→ Task to carry out: Rewrite the food-queue excerpt from "Adams said Ladles" up to and including "had been fed.", changing "volunteers" to "helpers".

→ Selected excerpt:
● ● ● ● ●

Adams said Ladles of Love supplied kitchens with ingredients and the only payment the volunteers received was a plate of food.
She had also witnessed the growing anger and frustration, especially among men who were usually only served after children, the elderly and women had been fed.
“A lot of times the food runs out when it gets to the males. You need to have a firm hand on these queues because people get angry and accuse others of cutting the line or going twice and people become worried they might not get food,” said Adams.
In some places, they had men who guarded the queues but ultimately it was the “mama warriors”, women who lived in the community and knew everyone, who ensured that no one stepped out of line.
Last year. at least seven children died of severe malnutrition in Butterworth in the Eastern Cape and the Gift of the Givers says the situation remains dire.

● ● ● ● ●

→ Dataset:
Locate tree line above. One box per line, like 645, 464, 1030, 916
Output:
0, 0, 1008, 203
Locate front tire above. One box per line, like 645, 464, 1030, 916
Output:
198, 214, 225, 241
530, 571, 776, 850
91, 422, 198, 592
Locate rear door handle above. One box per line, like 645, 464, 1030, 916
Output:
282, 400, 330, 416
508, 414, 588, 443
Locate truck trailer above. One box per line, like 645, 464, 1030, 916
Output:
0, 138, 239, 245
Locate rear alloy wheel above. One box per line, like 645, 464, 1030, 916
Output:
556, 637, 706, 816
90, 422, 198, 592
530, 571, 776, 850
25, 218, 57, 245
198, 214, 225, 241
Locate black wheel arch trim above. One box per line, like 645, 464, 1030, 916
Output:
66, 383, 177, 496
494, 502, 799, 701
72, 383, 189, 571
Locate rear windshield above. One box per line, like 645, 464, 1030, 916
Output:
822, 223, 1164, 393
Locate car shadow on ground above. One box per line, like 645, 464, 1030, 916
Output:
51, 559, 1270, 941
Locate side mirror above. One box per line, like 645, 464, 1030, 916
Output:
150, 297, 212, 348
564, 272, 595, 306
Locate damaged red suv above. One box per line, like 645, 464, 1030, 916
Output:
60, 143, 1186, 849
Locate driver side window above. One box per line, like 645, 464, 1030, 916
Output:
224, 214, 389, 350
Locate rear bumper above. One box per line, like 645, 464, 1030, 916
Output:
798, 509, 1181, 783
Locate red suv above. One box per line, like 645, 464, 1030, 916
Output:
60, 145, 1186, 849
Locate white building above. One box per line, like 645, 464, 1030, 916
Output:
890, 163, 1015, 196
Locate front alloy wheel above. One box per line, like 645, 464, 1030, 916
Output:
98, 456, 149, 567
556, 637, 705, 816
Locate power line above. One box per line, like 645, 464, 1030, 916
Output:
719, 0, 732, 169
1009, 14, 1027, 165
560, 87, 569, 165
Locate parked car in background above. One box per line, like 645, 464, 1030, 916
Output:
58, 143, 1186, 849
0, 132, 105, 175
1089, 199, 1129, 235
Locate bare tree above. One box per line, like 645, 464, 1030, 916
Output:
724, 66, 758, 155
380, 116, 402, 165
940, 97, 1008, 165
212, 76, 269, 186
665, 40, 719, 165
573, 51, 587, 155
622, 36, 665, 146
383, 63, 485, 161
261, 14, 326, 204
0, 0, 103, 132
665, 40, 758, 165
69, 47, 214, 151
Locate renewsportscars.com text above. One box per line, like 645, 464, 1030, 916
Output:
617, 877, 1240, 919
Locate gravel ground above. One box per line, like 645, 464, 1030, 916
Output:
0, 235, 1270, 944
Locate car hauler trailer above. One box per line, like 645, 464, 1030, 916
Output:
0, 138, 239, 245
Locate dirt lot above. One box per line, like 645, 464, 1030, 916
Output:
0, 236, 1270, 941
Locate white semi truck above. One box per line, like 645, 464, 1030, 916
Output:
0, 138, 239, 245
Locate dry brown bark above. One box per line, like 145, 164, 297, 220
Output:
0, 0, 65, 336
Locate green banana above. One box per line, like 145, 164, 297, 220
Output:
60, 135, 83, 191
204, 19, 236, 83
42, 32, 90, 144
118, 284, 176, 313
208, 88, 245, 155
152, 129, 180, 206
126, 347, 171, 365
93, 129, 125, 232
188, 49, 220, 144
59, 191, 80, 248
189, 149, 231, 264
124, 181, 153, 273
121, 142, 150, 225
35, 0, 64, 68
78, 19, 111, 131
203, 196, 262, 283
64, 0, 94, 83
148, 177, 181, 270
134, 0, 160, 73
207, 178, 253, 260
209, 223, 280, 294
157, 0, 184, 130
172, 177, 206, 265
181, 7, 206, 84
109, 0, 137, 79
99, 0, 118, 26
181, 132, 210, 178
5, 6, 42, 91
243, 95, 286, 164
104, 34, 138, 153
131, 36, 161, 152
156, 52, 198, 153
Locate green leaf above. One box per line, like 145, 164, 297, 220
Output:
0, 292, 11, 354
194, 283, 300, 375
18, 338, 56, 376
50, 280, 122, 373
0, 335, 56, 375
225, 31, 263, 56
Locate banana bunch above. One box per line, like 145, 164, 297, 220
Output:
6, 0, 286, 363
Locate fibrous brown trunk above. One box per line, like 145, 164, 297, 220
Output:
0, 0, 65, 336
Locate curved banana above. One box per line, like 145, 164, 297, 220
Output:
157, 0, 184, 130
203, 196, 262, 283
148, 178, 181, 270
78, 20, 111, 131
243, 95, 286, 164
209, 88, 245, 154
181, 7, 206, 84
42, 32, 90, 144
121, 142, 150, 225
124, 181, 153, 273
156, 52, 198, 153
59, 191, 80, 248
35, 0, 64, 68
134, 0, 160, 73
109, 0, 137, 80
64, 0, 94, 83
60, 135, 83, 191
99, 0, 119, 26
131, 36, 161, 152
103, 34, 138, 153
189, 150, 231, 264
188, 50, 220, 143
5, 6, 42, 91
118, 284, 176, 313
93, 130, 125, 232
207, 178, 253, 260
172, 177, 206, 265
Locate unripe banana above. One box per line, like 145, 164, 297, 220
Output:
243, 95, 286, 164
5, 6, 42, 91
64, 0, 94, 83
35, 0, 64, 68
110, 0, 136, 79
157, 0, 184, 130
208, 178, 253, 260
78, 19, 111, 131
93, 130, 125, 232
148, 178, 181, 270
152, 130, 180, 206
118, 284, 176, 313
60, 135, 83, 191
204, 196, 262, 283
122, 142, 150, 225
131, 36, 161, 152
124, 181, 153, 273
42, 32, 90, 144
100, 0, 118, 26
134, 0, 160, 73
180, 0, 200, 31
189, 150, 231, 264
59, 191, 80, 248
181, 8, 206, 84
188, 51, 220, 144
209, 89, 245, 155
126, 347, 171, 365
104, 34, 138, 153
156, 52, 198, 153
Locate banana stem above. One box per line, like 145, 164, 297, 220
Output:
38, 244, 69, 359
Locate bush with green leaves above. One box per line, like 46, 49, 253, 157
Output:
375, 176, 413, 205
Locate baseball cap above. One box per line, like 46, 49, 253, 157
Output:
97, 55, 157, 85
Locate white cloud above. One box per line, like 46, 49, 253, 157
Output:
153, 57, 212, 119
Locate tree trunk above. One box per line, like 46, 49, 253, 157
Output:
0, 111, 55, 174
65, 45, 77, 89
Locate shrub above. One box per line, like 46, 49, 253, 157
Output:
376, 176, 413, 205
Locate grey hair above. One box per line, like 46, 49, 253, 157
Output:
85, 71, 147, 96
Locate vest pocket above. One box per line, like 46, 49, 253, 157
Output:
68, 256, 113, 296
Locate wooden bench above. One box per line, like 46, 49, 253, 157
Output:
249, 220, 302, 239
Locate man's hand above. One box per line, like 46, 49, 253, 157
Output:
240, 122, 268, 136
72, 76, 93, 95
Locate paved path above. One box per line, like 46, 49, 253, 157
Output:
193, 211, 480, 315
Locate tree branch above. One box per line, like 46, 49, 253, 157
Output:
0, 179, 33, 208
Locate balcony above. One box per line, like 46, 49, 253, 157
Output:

● ● ● ● ●

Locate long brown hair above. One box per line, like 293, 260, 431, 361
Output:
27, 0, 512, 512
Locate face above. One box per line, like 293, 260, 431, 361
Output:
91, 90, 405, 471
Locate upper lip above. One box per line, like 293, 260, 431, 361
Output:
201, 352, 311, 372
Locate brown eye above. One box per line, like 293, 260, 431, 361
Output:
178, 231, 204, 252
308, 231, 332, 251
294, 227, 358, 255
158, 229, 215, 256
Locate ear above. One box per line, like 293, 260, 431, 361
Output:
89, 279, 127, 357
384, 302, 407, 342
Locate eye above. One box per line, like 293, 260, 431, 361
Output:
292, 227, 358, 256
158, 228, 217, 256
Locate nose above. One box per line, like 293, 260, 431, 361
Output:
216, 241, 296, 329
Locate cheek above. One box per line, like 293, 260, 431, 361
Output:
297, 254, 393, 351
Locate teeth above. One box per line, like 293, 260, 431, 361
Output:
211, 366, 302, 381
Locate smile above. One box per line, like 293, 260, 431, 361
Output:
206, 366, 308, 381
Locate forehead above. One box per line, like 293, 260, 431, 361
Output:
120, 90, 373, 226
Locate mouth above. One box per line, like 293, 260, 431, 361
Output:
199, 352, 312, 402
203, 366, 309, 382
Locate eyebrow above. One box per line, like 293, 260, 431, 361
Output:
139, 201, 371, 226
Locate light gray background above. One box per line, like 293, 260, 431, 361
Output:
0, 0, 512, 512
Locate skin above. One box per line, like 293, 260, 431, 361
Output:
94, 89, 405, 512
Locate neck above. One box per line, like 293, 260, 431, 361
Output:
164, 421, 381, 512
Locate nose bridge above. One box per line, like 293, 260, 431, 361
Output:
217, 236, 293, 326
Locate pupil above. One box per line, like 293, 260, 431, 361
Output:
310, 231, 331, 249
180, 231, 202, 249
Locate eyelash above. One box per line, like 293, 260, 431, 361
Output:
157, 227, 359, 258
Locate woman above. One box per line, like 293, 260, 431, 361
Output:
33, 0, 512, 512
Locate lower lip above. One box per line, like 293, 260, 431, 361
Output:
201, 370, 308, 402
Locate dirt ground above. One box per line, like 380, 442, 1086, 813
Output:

● ● ● ● ●

→ Worked solution:
Adams said Ladles of Love supplied kitchens with ingredients and the only payment the helpers received was a plate of food.
She had also witnessed the growing anger and frustration, especially among men who were usually only served after children, the elderly and women had been fed.